__WHAT TO WORK ON__:
Each record is to be written out exactly as it appears.

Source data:
-*-*-
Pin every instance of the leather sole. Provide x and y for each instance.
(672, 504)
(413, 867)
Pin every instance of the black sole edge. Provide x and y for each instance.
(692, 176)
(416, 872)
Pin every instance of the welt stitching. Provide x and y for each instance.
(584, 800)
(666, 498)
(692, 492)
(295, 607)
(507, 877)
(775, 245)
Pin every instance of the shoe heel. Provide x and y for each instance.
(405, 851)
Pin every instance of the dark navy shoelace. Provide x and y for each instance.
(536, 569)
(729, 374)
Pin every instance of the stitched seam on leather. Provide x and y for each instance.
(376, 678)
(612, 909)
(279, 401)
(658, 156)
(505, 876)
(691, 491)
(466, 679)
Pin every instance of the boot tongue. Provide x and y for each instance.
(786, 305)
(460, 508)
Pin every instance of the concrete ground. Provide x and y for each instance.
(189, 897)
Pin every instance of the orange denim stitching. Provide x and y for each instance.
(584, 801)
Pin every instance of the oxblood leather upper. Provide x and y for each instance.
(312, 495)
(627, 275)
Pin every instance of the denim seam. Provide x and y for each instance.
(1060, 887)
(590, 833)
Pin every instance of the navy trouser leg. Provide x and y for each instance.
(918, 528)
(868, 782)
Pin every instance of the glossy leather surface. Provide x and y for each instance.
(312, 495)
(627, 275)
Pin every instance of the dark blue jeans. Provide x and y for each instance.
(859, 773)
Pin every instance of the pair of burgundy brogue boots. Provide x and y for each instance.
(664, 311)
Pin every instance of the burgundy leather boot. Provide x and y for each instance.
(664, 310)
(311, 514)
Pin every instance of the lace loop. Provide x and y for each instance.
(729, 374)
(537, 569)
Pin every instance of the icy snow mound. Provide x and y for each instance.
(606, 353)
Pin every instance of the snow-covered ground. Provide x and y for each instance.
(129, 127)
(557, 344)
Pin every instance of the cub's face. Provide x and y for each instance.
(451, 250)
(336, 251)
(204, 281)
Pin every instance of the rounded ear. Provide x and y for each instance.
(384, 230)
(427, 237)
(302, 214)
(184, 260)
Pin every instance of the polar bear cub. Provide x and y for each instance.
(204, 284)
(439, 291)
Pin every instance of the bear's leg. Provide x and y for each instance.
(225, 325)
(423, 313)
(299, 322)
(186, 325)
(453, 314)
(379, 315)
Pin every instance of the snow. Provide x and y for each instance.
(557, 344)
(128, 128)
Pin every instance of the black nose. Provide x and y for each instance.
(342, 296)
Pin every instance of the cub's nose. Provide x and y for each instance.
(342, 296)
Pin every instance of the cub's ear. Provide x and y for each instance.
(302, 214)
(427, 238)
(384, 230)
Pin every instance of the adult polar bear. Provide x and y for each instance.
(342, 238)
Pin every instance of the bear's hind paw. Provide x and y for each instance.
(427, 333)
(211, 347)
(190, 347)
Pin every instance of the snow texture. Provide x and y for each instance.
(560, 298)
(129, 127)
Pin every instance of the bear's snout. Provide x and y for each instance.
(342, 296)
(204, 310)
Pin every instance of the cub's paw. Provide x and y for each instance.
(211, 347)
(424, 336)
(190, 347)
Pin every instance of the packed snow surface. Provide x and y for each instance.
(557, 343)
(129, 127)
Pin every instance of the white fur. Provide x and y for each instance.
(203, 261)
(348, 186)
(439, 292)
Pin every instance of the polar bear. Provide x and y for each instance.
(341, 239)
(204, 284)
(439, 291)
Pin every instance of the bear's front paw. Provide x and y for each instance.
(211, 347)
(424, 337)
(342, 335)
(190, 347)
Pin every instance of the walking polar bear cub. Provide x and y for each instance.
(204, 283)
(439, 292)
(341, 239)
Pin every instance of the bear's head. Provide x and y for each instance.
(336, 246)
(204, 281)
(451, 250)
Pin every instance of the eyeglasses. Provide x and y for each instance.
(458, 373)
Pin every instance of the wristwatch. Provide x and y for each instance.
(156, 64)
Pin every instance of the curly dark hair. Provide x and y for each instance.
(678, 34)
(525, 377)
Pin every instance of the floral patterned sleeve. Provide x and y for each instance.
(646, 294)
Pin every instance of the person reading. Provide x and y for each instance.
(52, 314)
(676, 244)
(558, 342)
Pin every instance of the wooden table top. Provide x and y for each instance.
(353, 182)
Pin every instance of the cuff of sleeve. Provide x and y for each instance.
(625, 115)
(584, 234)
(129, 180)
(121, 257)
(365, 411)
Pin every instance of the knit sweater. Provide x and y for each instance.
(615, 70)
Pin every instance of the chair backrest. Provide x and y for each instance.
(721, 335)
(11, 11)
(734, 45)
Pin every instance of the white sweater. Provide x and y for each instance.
-*-*-
__WRITTEN SOLUTION__:
Pin every instance of the leather sole. Provide x and y for each instance.
(672, 504)
(413, 867)
Pin every instance of the black sole edge. Provide x and y for each instance.
(692, 176)
(416, 872)
Pin every instance of the welt stitching. Provide x and y for each instance.
(584, 800)
(666, 498)
(692, 492)
(295, 607)
(507, 877)
(775, 245)
Pin every instance of the shoe heel. Provide x and y for each instance.
(405, 851)
Pin every instance of the dark navy shoelace. Provide x and y for each instance.
(536, 569)
(729, 374)
Pin every instance of the stitched seam on leather. Provide x and y for each instance.
(376, 678)
(612, 909)
(279, 401)
(658, 156)
(505, 876)
(691, 491)
(466, 679)
Pin every instance of the boot tongue. Provide x and y for each instance.
(786, 305)
(460, 508)
Pin every instance of the concrete ground. Provide x and y for each instance.
(189, 897)
Pin every instance of the orange denim stitching. Provide x and y for each instance.
(584, 801)
Pin every instance of the oxblood leather upper. Provide x and y for each instance.
(312, 495)
(627, 275)
Pin every instance of the denim seam. Provide x and y for each instance.
(1060, 887)
(590, 833)
Pin every instance of the navy trouser leg. Provide x and y for each instance.
(918, 528)
(868, 782)
Pin every instance of the glossy leather surface. Provide x and y for each instance.
(312, 495)
(627, 275)
Pin every instance of the dark blue jeans. Provide x and y for each instance.
(859, 773)
Pin every instance of the pair of burgundy brogue boots. Provide x and y for each instance.
(664, 311)
Pin every instance of the burgundy leather boot. Provide x and y for each instance.
(664, 310)
(311, 514)
Pin every instance of the lace loop. Provide x and y for each instance.
(729, 374)
(537, 569)
Pin every instance of the icy snow mound. Provide x and y for each instance.
(606, 353)
Pin every instance of the snow-covered ground. Provide x and y for each instance.
(129, 127)
(557, 344)
Pin every instance of the cub's face. Provide x and y for each instance.
(451, 250)
(336, 251)
(204, 281)
Pin every instance of the rounded ear. Provide x and y for each instance.
(384, 230)
(427, 237)
(302, 214)
(184, 260)
Pin every instance of the polar bear cub. Provide x and y for each instance.
(204, 284)
(439, 291)
Pin every instance of the bear's leg. Provide x and y for each instance.
(225, 325)
(423, 313)
(299, 322)
(186, 325)
(453, 314)
(379, 315)
Pin every instance of the snow. Provide x and y for each instance.
(557, 344)
(128, 128)
Pin every instance of the black nose. Provide x and y for each instance.
(342, 296)
Pin every instance of the cub's nose. Provide x and y for each instance.
(342, 296)
Pin every instance of the cub's ear. Provide x and y for each instance.
(302, 214)
(427, 238)
(384, 230)
Pin every instance of the adult polar bear. Provide x and y for each instance.
(342, 238)
Pin every instance of the bear's hind paw. Provide x and y for each instance.
(427, 333)
(211, 347)
(190, 347)
Pin every instance of the snow texture. Provide x and y for each instance.
(560, 298)
(129, 127)
Pin every instance of the bear's snout. Provide x and y for each instance.
(342, 296)
(204, 310)
Pin every instance of the cub's paw. Provide x and y for each instance.
(211, 347)
(424, 336)
(190, 347)
Pin every instance of the packed snow surface. Provide x and y for each instance.
(557, 343)
(129, 127)
Pin every instance of the white fur. Provide x and y for each instance.
(203, 261)
(348, 186)
(439, 292)
Pin every instance of the polar bear. Provide x and y for each instance.
(341, 239)
(204, 284)
(439, 291)
Pin every instance of the bear's front paw. Provide x and y for each instance.
(211, 347)
(424, 337)
(342, 335)
(190, 347)
Pin every instance of the walking polar bear cub. Provide x and y for each instance.
(204, 283)
(439, 292)
(341, 239)
Pin every instance of the bear's head. Provide x and y for each instance.
(336, 246)
(204, 281)
(451, 250)
Pin every instance of the eyeglasses. Provide x and y for each instance.
(458, 373)
Pin every instance of the wristwatch. Provide x and y for each instance.
(156, 64)
Pin every instance of the curly dark hair. Provide x and y for each instance.
(678, 34)
(525, 377)
Pin every instance of the floral patterned sleeve. Provide x and y for each instance.
(646, 294)
Pin every instance of the person reading. Provide x and y for each instance.
(52, 314)
(676, 244)
(558, 342)
Pin every instance of the wooden table top. Provide x and y for each instance.
(353, 182)
Pin every instance of the cuff of sleeve. Provide x and y for each instance.
(625, 115)
(584, 234)
(129, 180)
(121, 257)
(365, 411)
Pin every instance of the knit sweater. Provide x and y for each instance.
(615, 70)
Pin every instance of the chair backrest. Provide x and y for each instance.
(721, 335)
(11, 11)
(734, 45)
Pin every instance of the white sweater. Provide x and y for each instance.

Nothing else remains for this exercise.